[Dataset excerpts]

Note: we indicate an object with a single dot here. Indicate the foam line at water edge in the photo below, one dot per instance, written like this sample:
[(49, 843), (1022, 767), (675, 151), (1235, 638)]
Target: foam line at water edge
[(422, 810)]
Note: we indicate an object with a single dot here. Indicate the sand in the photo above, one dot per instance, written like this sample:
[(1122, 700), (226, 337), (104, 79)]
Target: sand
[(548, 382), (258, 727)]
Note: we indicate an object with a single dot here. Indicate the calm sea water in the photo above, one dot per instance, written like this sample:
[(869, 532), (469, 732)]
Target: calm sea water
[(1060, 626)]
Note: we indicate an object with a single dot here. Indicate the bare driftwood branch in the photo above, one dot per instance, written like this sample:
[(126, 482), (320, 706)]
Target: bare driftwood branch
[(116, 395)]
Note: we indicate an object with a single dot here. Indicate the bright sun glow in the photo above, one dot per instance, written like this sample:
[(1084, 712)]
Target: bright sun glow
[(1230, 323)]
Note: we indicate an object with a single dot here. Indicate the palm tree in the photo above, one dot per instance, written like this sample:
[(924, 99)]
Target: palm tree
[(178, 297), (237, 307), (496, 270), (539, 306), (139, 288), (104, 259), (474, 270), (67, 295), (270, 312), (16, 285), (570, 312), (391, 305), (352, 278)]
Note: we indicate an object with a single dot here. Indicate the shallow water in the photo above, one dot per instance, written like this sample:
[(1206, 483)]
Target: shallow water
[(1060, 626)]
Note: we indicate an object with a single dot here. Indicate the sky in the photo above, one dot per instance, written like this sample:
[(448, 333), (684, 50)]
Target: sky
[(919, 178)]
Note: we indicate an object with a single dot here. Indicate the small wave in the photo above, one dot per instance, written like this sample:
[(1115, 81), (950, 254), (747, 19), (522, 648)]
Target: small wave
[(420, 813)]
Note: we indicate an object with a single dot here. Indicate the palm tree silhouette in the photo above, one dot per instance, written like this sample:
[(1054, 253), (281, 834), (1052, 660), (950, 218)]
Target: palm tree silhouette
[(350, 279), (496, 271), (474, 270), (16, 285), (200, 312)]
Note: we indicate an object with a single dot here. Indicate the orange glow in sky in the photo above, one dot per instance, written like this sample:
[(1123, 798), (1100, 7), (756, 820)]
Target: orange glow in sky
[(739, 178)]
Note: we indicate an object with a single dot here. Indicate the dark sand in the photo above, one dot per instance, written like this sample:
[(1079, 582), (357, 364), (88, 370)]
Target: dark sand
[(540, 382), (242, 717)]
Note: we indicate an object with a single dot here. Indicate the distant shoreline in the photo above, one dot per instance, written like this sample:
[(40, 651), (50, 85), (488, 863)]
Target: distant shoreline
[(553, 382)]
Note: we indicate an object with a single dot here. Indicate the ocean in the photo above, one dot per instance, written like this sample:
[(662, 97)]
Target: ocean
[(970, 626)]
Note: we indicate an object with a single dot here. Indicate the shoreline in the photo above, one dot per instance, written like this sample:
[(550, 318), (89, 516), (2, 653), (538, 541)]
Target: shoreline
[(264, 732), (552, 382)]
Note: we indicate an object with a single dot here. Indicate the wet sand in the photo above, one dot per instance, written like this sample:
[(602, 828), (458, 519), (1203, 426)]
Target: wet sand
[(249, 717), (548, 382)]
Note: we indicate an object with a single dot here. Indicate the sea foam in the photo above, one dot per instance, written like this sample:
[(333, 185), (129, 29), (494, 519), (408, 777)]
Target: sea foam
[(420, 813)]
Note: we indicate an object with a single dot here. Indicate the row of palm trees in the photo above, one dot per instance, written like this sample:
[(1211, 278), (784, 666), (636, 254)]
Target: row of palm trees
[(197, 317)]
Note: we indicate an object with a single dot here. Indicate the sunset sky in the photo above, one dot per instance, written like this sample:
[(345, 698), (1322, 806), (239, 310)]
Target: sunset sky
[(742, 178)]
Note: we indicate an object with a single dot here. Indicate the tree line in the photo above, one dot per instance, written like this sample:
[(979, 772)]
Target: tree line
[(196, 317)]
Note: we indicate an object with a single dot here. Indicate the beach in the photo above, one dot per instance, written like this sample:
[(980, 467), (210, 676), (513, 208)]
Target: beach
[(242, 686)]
---
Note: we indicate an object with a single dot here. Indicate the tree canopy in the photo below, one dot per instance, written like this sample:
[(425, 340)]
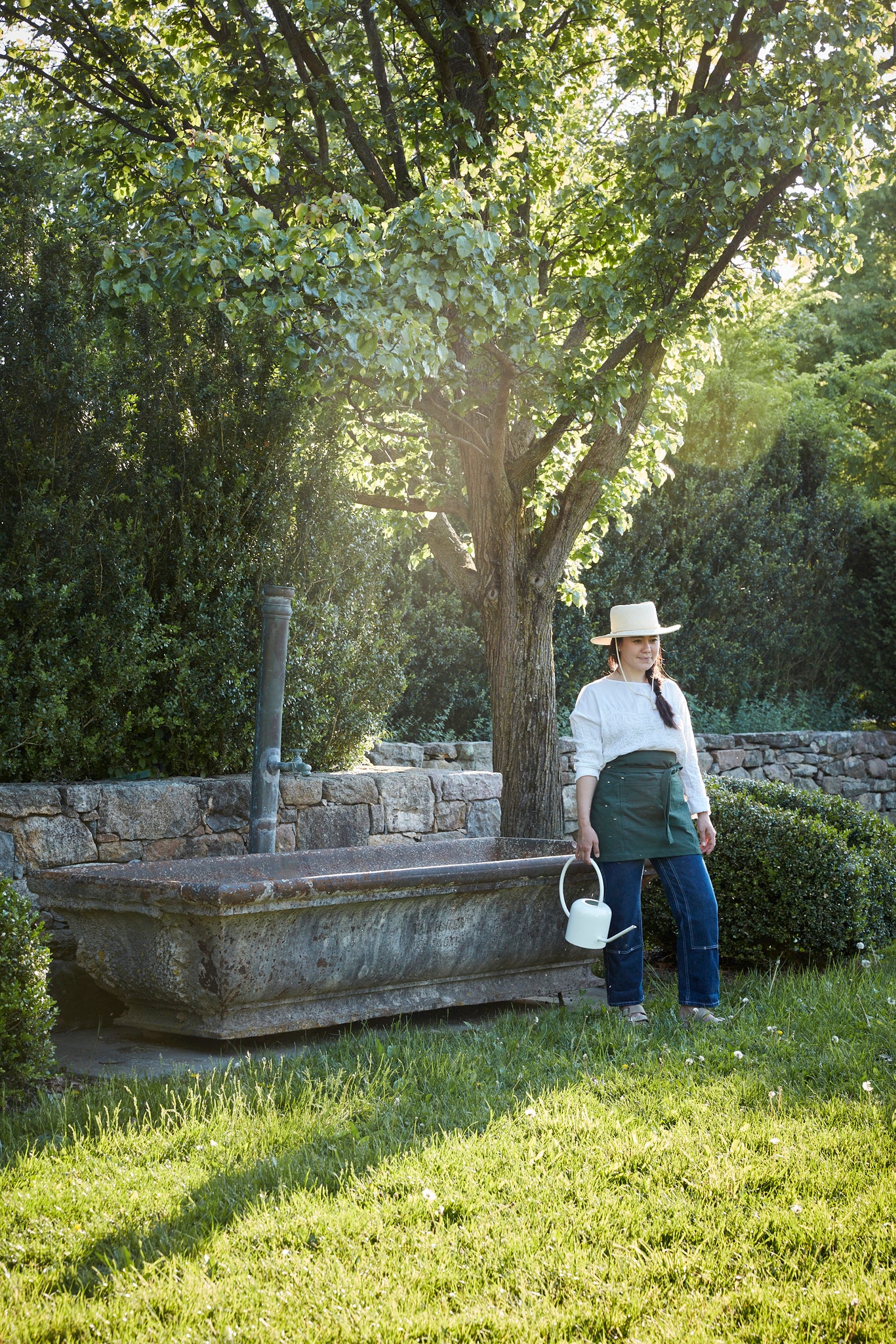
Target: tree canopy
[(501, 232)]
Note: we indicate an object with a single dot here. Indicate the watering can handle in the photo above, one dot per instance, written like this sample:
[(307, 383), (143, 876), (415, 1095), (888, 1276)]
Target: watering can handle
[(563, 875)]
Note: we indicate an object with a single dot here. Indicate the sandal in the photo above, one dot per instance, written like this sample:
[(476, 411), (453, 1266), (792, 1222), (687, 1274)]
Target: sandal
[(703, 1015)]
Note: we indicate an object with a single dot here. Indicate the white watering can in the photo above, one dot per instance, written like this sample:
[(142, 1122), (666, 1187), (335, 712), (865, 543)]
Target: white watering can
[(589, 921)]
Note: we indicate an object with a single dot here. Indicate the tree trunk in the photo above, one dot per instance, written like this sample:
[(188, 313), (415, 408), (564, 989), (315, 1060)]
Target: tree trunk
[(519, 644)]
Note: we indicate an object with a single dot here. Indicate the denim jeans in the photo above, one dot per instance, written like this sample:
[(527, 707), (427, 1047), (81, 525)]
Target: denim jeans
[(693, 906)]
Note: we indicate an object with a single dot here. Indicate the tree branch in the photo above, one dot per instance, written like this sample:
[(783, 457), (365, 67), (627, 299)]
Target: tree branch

Instructions to follow: Starting at the line that contains "Target: wet sand" and stopping after the line that contains "[(980, 467), (210, 676), (513, 208)]", write out every line exactly as it appears above, and no other line.

Solution:
Target: wet sand
[(249, 717), (548, 382)]
Note: we indicate an object with a single dot here. Indicate the sea foam in the photo above, one dot per instance, written like this sample:
[(333, 185), (129, 29), (494, 519), (408, 777)]
Target: sea foam
[(420, 813)]
Note: we indicate an object with a single dot here. Indicate the row of palm trees in the photo above, one dot per instance, written like this sample:
[(1211, 278), (784, 666), (636, 254)]
Target: row of palm trees
[(197, 317)]
Note: we indicate an object with a single dot here. Indicate the sunset sky in the photo above, one dot per instance, written like this sample:
[(345, 698), (1322, 806), (239, 310)]
Target: sunset sky
[(742, 178)]
Note: we indicate an object with a single dot here. Indicate the tree line in the photo above, one dot per instance, written like this sample:
[(979, 772)]
Target: tree line
[(196, 317)]
Note: we indicate an object with a single dot here. Indicate the beach in the photo above, one dot per instance, written like this sample:
[(980, 467), (210, 676), (513, 208)]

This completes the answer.